╭─ EXERCISE MATERIALS

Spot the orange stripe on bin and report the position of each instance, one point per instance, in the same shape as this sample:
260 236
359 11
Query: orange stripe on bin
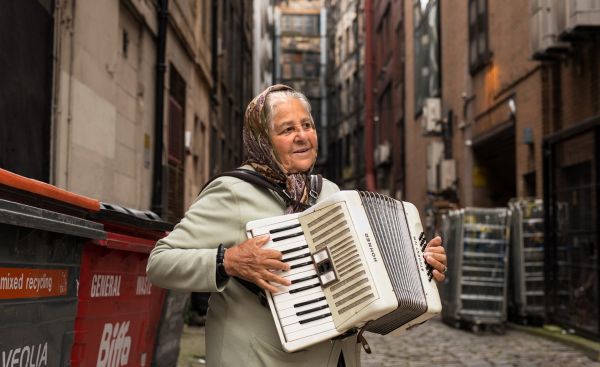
41 188
32 283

╰─

■ **WHAT THE EXERCISE ASKS**
Transcribe the lines above exactly, setting aside any picture among them.

■ **REPLY**
Spot the orange stripe on bin and report the position of each instance, one point per instance, in the same shape as this sample:
260 236
359 11
Query: orange stripe on bin
41 188
32 283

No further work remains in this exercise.